• **WORK INSTRUCTIONS**
From the line with "Target: religious banner pole" through the line with "Place a marker on every instance of the denim", repeat the entries verbatim, both end lines included, and add nothing.

• **RAW DATA**
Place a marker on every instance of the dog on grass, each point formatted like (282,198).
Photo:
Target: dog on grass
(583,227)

--

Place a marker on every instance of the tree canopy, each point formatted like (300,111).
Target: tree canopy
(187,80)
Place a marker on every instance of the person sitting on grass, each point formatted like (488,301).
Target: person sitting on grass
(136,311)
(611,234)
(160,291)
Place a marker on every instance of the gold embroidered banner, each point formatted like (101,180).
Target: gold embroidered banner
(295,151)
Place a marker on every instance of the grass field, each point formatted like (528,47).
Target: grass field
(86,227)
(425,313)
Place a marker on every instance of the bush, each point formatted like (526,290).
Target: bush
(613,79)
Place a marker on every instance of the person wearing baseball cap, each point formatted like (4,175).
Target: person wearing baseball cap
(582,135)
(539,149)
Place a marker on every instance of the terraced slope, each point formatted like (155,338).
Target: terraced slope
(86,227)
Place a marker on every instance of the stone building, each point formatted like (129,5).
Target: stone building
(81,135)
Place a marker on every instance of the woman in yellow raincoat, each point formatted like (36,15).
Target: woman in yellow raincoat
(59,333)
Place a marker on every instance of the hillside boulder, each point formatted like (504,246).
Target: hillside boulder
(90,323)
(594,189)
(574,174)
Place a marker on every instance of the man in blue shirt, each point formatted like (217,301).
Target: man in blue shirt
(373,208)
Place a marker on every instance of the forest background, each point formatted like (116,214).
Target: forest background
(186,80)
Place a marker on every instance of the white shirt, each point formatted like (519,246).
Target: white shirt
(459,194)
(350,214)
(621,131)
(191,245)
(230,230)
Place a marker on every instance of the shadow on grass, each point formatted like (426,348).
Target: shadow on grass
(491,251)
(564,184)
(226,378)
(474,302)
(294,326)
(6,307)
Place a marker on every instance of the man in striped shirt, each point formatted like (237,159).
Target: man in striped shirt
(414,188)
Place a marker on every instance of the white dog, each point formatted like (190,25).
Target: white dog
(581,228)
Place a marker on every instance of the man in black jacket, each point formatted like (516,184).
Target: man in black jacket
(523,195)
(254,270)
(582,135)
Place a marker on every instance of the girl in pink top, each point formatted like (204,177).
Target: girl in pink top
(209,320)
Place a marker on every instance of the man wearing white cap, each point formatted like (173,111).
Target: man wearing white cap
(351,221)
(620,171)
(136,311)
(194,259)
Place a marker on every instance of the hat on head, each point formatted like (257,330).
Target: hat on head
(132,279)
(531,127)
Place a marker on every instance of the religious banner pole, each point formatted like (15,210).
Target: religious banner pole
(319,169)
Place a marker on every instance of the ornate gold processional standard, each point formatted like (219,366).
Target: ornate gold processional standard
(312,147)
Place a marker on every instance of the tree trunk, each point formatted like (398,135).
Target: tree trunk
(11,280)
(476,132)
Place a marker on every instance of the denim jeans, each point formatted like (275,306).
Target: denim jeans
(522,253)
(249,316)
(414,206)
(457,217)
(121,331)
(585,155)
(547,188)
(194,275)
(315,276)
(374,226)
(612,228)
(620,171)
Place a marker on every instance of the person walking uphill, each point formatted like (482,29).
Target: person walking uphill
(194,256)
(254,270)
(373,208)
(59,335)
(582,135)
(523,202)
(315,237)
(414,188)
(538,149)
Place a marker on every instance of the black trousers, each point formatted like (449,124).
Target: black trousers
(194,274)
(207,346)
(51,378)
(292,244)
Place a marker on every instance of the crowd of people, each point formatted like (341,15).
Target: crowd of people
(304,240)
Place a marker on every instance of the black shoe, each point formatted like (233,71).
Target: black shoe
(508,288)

• **ANSWER TO THIS EXERCISE**
Target: religious banner pole
(319,169)
Place a marker on every instance of the ornate gold processional standard, each point formatted like (219,366).
Target: ornate gold processional standard
(312,147)
Place a marker on every instance of the tree trunk, each point formatted like (398,135).
Target: tree trunk
(11,280)
(476,132)
Place a marker on every instance of the denim jeans, each point formatted like (275,306).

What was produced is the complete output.